- Entries supplied -

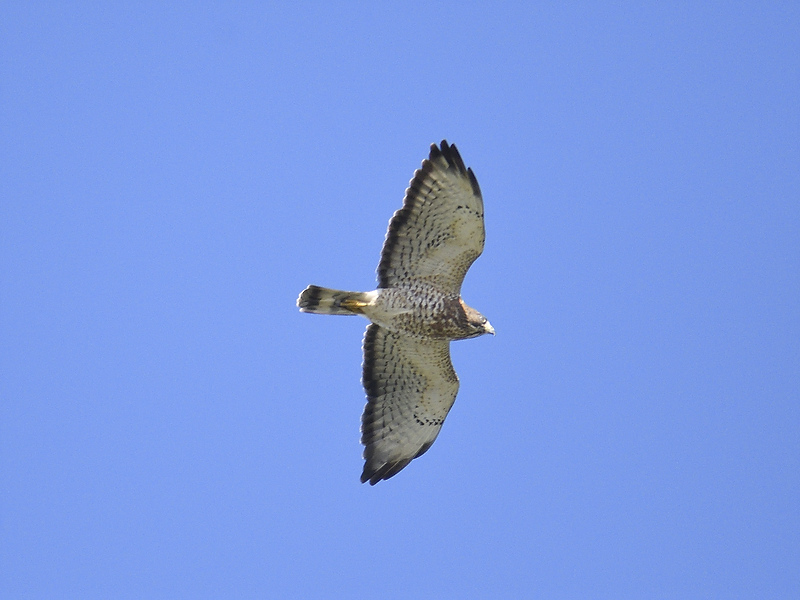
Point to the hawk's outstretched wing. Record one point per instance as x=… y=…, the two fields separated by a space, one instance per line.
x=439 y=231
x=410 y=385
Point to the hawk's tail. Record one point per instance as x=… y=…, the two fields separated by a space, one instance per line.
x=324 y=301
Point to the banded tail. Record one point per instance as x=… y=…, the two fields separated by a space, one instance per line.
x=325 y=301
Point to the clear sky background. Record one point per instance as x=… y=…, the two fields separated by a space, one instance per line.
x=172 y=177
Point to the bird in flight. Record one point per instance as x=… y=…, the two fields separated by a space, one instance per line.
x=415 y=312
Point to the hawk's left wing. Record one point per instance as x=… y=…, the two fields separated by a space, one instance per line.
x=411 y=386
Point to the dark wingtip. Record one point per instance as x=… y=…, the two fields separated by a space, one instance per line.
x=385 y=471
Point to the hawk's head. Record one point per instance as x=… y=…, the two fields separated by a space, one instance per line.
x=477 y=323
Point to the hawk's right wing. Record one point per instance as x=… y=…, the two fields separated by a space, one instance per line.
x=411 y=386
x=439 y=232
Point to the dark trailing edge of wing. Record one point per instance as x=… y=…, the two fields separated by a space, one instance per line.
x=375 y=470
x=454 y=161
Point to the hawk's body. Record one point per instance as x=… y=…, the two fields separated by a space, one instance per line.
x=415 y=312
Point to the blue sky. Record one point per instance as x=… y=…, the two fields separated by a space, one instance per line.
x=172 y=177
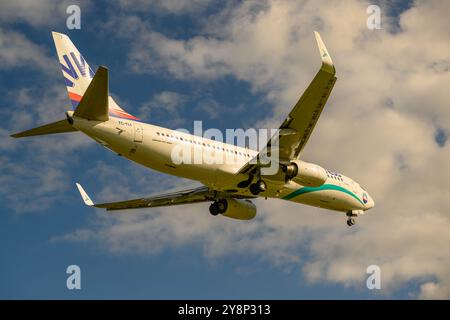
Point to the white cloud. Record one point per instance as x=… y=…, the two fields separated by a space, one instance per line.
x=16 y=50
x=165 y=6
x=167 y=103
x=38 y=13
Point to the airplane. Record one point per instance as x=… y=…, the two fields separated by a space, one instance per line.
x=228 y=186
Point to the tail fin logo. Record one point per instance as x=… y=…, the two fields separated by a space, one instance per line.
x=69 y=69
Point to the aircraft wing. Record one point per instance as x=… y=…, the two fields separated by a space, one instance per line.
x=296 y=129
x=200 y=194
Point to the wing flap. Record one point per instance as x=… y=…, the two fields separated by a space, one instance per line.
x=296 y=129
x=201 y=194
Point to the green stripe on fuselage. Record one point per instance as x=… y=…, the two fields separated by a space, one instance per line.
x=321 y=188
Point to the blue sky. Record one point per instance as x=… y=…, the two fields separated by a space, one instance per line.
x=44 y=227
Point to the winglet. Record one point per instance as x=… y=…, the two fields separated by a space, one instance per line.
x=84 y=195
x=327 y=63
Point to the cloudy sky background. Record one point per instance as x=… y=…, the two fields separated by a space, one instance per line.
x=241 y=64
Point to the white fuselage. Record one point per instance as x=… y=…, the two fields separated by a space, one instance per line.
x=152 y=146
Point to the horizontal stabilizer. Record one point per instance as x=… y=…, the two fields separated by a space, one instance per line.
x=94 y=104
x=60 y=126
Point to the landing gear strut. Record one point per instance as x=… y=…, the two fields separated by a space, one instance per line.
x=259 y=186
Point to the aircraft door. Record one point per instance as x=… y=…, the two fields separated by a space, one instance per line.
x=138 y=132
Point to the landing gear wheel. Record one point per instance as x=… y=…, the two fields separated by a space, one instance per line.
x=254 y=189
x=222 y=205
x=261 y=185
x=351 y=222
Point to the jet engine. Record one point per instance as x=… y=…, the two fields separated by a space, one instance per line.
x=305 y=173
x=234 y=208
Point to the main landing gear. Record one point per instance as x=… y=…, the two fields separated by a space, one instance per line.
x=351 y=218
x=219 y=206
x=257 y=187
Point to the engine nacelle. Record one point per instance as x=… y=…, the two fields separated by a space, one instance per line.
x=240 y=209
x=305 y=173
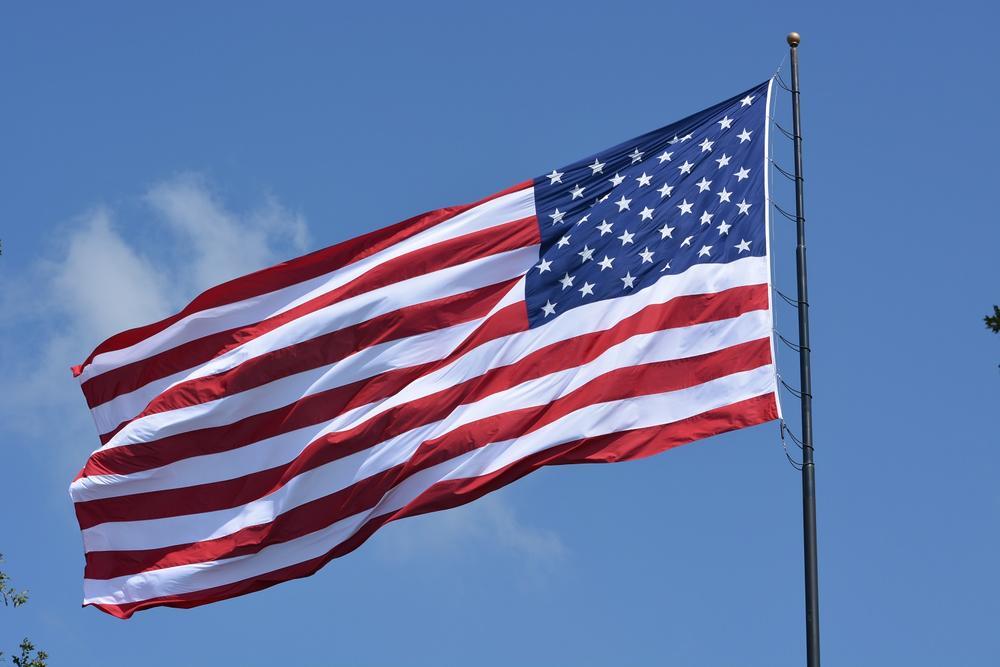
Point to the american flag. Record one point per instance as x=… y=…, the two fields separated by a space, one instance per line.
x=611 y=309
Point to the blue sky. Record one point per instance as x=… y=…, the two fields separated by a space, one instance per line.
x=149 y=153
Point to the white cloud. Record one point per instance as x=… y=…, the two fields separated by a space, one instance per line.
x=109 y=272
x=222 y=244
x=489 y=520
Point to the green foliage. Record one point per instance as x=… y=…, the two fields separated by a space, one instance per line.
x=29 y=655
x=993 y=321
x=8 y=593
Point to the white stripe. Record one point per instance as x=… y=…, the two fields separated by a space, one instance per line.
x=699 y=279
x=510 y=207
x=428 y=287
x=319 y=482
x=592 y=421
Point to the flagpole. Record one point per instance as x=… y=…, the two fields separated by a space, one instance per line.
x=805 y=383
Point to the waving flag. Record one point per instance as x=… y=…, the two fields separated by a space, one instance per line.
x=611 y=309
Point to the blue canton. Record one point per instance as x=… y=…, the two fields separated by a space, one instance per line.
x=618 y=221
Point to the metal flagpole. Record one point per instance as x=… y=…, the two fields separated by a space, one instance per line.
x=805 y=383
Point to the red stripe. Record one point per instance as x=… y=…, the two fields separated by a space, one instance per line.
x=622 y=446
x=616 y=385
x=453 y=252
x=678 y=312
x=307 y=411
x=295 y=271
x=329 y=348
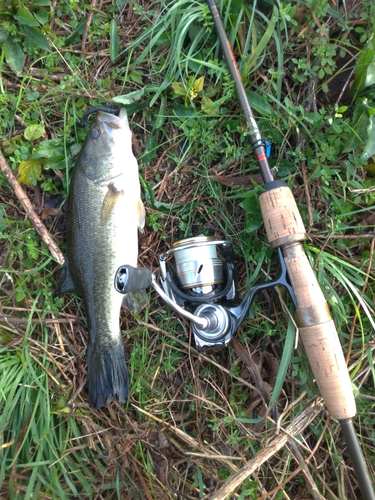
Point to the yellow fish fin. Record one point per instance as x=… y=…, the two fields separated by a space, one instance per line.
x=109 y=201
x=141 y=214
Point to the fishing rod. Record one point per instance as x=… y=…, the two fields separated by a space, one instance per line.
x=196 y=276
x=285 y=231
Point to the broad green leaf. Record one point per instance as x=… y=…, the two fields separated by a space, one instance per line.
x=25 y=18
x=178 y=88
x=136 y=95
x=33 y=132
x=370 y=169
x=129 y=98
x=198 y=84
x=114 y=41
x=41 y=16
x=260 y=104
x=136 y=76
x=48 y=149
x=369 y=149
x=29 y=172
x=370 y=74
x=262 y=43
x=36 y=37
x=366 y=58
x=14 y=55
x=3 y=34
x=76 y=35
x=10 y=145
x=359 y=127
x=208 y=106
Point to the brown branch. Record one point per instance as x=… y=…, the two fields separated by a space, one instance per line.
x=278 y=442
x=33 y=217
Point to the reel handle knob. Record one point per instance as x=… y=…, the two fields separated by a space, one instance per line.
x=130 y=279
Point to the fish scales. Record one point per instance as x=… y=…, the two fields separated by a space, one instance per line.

- What you need to do -
Give back every one of the records above word for word, but leave the pictures out.

- Solution for this exercise -
Point to the hawk's outstretched wing. Record one point per instance as x=… y=…, the two fields separated by a space, one instance per line.
x=439 y=231
x=410 y=385
Point to the hawk's tail. Record one point per instance as x=… y=…, the two fields separated by a space, one instance per line.
x=324 y=301
Point to the banded tail. Record one point per instance as x=… y=…, the two fields separated by a space, one instance per line.
x=325 y=301
Point to the clear sky background. Record one point per instance as x=… y=…, the two fields separated by a space, one instance per line.
x=172 y=177
Point to the bird in flight. Record one point per instance as x=… y=…, the two fields separated by a space, one instance per line.
x=415 y=312
Point to the hawk's left wing. Record one point per instance as x=… y=…, the two fields separated by a space, one instance per line.
x=411 y=386
Point to the dark wingtip. Record one point per instance as x=… y=…, the two fields separated by a space, one instance per line.
x=385 y=471
Point to the hawk's head. Record one point per instance as x=… y=…, the two fields separated by a space, one instance per line.
x=477 y=323
Point to the hawk's right wing. Record one point per instance as x=… y=…, the two fields separated by a space, one instance per line.
x=411 y=386
x=439 y=232
Point to the dark trailing edge of wing. Record one point per instance as x=… y=…, the two fields separated by a space, one instance per line.
x=375 y=470
x=454 y=161
Point to the hawk's body. Record one point per instance as x=… y=…, the two fields separated by a space, one instance per line.
x=415 y=312
Point to the blue sky. Record one point per instance as x=… y=…, the two fields separated by a space, one instance per line.
x=172 y=177
Point to the white cloud. Record one point per instance as x=… y=…, the two fields separated by a space, one instance per line.
x=16 y=50
x=165 y=6
x=167 y=103
x=38 y=13
Point to the airplane. Record one point per instance as x=… y=…, the two fields separated by a space, one instance per line.
x=228 y=186
Point to the tail fin logo. Record one point per instance as x=… y=…, the two fields separated by a space, one instance per line.
x=69 y=69
Point to the aircraft wing. Record one point per instance as x=… y=…, the two fields separated by a space, one instance per line.
x=296 y=129
x=200 y=194
Point to the wing flap. Record one point per instance as x=… y=…, the two fields separated by a space, one instance per line.
x=296 y=129
x=201 y=194
Point to the green stripe on fuselage. Record one point per instance as x=… y=…, the two fields separated by a space, one instance per line.
x=321 y=188
Point to the blue sky. Record one point per instance as x=… y=…, the two fields separated by a space, one instance per line.
x=44 y=227
Point to the winglet. Record one point per instance as x=… y=…, the two fields separated by a space, one instance per line.
x=84 y=195
x=327 y=63
Point to the cloudy sky background. Record one point per instance as x=… y=…, the two fields separated by a space, one instance per line.
x=241 y=64
Point to the white fuselage. Record one point per instance as x=… y=…, the two fields separated by a space, one instance per line.
x=152 y=146
Point to the horizontal stabilizer. Record one point per instance as x=… y=…, the two fields separated by a space, one instance per line.
x=94 y=104
x=60 y=126
Point to the landing gear strut. Record one point per instance as x=… y=…, the two fields separated by a space, one instance per line.
x=259 y=186
Point to the aircraft door. Record one point per instance as x=… y=…, the two fields separated by a space, one instance per line.
x=138 y=132
Point to the landing gear wheel. Record one point per instance as x=… y=…, the two fields separated by a space, one instance per line.
x=254 y=189
x=222 y=205
x=261 y=185
x=351 y=222
Point to the jet engine. Record one point per instance as x=… y=…, the two fields separated by a space, one instance per line.
x=305 y=173
x=234 y=208
Point to the main landing gear. Record one point per instance as x=… y=…, the two fields separated by a space, one instance per line.
x=351 y=218
x=219 y=206
x=257 y=187
Point to the engine nacelle. Record one point per instance as x=… y=…, the two fields separated by a space, one instance per line.
x=240 y=209
x=305 y=173
Point to the american flag. Record one point per instance as x=… y=…, the two fields separated by a space, one instance per line.
x=611 y=309
Point to the blue sky. Record one point per instance as x=… y=…, the two fields separated by a space, one instance per line.
x=149 y=153
Point to the white cloud. Record one point per instance as x=… y=…, the two fields separated by a space, one instance per line.
x=109 y=272
x=222 y=244
x=489 y=520
Point to the green foliage. Record one point per instance as x=… y=…, the two fields separated by a space, one instance per line.
x=29 y=655
x=993 y=321
x=8 y=593
Point to the white stripe. Record one point per instance as x=… y=…, the two fields separated by a space, one instance per line.
x=699 y=279
x=510 y=207
x=428 y=287
x=319 y=482
x=592 y=421
Point to the flagpole. Record one point per instance as x=… y=…, the two fields separated by a space, one instance per line.
x=805 y=383
Point to the waving flag. Record one point per instance as x=… y=…, the two fields separated by a space, one instance per line.
x=611 y=309
Point to the blue canton. Record one point per instance as x=… y=…, the two fields separated by a space, one instance per line.
x=618 y=221
Point to the metal flagpole. Record one point per instance as x=… y=…, the two fields separated by a space, one instance per line.
x=805 y=383
Point to the red stripe. Record one point per instance as x=… y=…, the two fields separated by a space, one instance per line.
x=622 y=446
x=616 y=385
x=453 y=252
x=678 y=312
x=307 y=411
x=295 y=271
x=329 y=348
Point to the yellow fish fin. Record one point per instance as x=… y=…, the two fields separated by a space, one instance per line.
x=109 y=201
x=141 y=214
Point to the fishing rod. Record one point per instance as x=… y=…, the two fields separated by a space, one instance per line.
x=196 y=276
x=285 y=231
Point to the broad green leaf. Record one point per instance as x=… y=…, the two fields separated by a space, one instance per line.
x=25 y=18
x=178 y=88
x=136 y=95
x=33 y=132
x=370 y=169
x=129 y=98
x=198 y=84
x=114 y=41
x=41 y=16
x=260 y=104
x=136 y=76
x=48 y=149
x=369 y=149
x=29 y=172
x=370 y=74
x=262 y=43
x=36 y=37
x=366 y=58
x=14 y=55
x=3 y=34
x=76 y=35
x=10 y=145
x=359 y=127
x=208 y=106
Point to the brown branch. Record one point per instance as x=… y=…, the two fields separated by a space, one instance per line.
x=278 y=442
x=33 y=217
Point to the reel handle knob. Record one point per instance as x=… y=…, the two fields separated by a space, one instance per line.
x=130 y=279
Point to the fish scales. Record one point per instance as x=… y=…, the two fields separated by a space, one instance per line.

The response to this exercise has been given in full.